> Reading text:
(begin)

In Martin v. Yasuda, No. 15-55696 (9th Cir. 7/21/16) (Reinhardt, Wardlaw, Bennet), defendants, a cosmetology school and its principal, petitioned the 9th Circuit to hear an appeal of the district court’s order denying their motion to compel arbitration with cosmetology students who claimed they should be paid as employees. The Ninth Circuit stayed the district court action and agreed to hear the appeal, but then affirmed the district court’s order that defendants had waived their right to arbitrate by their litigation conduct.
Defendants argued unsuccessfully that (a) the issue of waiver should have been decided by the arbitrator under the broad language of an AAA delegation rule; and (b) plaintiffs were not prejudiced by the delay.
The panel disagreed, holding that waiver, like other so-called “gateway issues” involving arbitrability, must be decided by the court. The panel acknowledged that the 8th Circuit has held that the arbitrator presumptively should decide if a party has waived the right to arbitration by litigation conduct, but sought to distinguish that holding on the grounds that the litigation conduct occurred in state court. Nat’l Am. Ins. Co. v. Transamerica Occidental Life Ins. Co., 328 F.3d 462 (8th Cir. 2003).

(end)

Data records:
(begin)

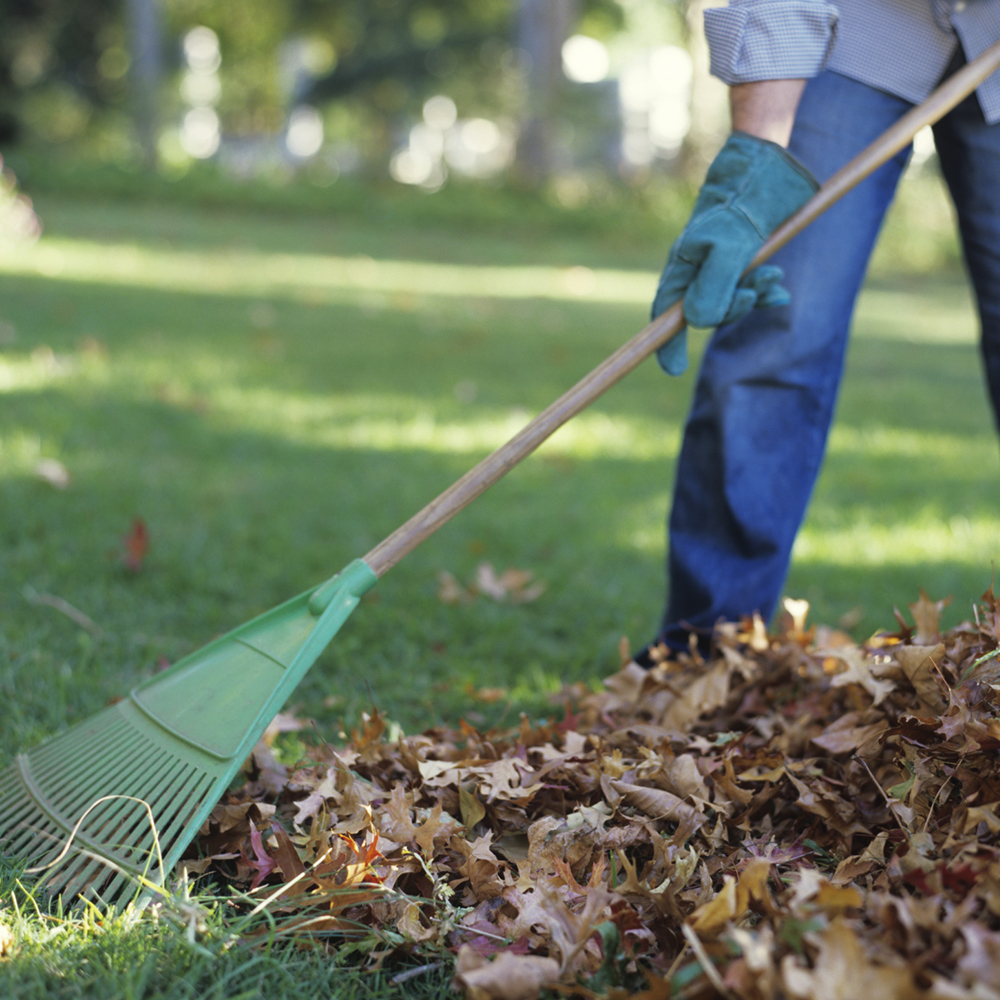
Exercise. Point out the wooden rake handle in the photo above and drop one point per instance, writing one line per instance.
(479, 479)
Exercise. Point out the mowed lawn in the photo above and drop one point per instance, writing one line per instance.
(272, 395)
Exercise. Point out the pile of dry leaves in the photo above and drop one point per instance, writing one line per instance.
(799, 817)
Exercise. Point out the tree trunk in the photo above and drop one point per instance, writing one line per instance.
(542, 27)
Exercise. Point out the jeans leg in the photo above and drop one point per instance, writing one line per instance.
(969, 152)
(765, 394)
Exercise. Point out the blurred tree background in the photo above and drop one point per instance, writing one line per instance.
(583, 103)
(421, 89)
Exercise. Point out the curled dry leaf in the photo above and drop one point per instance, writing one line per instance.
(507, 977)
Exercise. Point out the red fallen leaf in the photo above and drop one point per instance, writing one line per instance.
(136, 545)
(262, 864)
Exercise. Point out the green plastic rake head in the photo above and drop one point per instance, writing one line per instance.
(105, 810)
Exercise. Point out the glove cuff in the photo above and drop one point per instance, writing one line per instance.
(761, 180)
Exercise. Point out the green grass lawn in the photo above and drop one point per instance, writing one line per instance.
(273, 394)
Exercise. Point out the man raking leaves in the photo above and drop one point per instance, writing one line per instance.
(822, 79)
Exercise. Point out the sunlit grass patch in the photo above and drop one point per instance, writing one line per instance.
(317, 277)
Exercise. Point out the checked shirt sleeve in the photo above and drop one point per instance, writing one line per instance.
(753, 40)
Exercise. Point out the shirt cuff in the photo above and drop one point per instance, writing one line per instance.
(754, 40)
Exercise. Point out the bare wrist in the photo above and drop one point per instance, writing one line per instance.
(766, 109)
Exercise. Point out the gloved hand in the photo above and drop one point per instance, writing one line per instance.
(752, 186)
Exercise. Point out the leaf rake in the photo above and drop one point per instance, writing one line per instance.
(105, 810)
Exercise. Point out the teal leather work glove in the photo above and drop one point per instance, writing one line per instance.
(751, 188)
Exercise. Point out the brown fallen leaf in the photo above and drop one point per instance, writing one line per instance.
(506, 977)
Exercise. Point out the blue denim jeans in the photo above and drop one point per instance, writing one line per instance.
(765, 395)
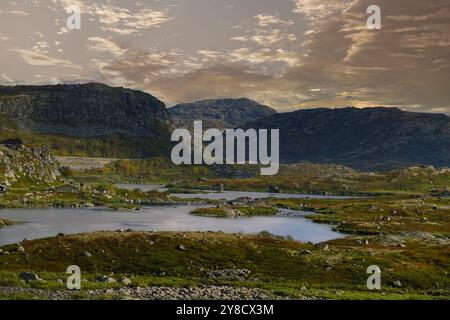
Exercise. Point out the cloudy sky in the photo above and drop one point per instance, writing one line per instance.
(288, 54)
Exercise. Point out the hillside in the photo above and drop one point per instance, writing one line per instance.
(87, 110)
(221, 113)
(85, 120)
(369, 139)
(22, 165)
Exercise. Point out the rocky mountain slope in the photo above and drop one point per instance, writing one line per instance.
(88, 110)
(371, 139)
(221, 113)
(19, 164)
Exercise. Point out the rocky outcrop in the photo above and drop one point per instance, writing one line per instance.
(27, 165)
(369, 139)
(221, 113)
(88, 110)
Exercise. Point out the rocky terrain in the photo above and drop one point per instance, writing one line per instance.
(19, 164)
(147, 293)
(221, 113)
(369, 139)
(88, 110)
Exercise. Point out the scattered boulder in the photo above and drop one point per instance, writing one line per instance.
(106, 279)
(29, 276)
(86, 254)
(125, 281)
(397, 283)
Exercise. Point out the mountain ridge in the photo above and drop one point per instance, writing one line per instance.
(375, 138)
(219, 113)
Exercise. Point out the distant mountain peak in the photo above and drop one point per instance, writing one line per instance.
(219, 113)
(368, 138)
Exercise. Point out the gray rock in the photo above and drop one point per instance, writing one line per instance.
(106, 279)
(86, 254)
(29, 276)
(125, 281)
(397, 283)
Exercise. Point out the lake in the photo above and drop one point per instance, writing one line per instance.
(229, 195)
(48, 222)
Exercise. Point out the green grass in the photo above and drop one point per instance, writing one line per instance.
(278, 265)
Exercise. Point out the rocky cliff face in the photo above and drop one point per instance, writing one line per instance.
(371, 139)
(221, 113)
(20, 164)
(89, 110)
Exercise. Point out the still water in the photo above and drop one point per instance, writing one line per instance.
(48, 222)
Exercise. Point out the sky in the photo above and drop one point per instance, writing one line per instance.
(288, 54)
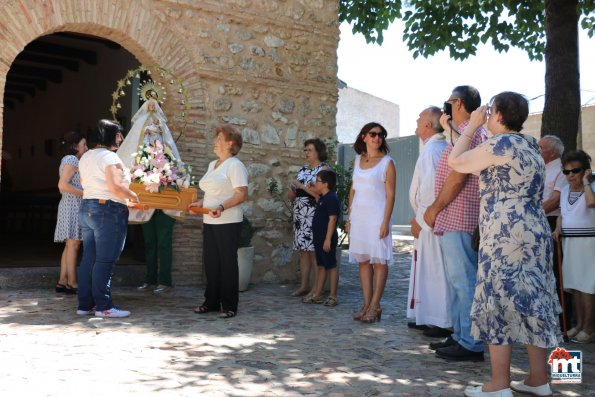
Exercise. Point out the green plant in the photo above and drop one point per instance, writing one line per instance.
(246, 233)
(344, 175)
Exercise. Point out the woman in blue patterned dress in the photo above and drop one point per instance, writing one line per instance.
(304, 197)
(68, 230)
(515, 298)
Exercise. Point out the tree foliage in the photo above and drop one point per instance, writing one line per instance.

(end)
(begin)

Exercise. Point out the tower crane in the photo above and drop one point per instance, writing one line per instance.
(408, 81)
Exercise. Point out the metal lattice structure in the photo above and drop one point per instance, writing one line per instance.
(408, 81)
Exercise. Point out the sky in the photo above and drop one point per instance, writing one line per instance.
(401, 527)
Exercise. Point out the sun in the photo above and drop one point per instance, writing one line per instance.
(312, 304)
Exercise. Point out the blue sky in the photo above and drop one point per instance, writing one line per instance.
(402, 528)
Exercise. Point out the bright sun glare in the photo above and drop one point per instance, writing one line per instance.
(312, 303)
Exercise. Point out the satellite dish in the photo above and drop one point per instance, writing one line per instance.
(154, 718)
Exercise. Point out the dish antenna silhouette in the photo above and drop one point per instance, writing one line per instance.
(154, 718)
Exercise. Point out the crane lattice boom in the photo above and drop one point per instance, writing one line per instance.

(end)

> Goals:
a: Count the lines of the records that contain the word "rocky", and give only the number.
b: Carry on the arbitration case summary, starting after its final sentence.
The records have no connection to the arbitration case summary.

> Per-task outputs:
a: 4

b:
Though no evidence was actually presented that proceeding in arbitration will be more expensive than proceeding in court going forward, it appears that the 9th Circuit will infer that a lengthy amount of time litigating in the federal court system “will almost inevitably cause the parties to expend more time, money, and effort than had they proceeded directly to arbitration.”
Finally, the panel concluded that a motion to dismiss filed by defendants had resulted in prejudice to plaintiffs, because the dismissal of the motion without prejudice constituted an “adverse ruling”. As a consequence, any party that now brings a motion to dismiss and loses must be concerned that ipso facto they have waived their right to arbitrate.
DISCLOSURE: I participated in drafting the appellant’s petition to the 9th Circuit to stay the district court action while an appeal was pending, and my colleague Mike Hensley argued the appeal for appellants.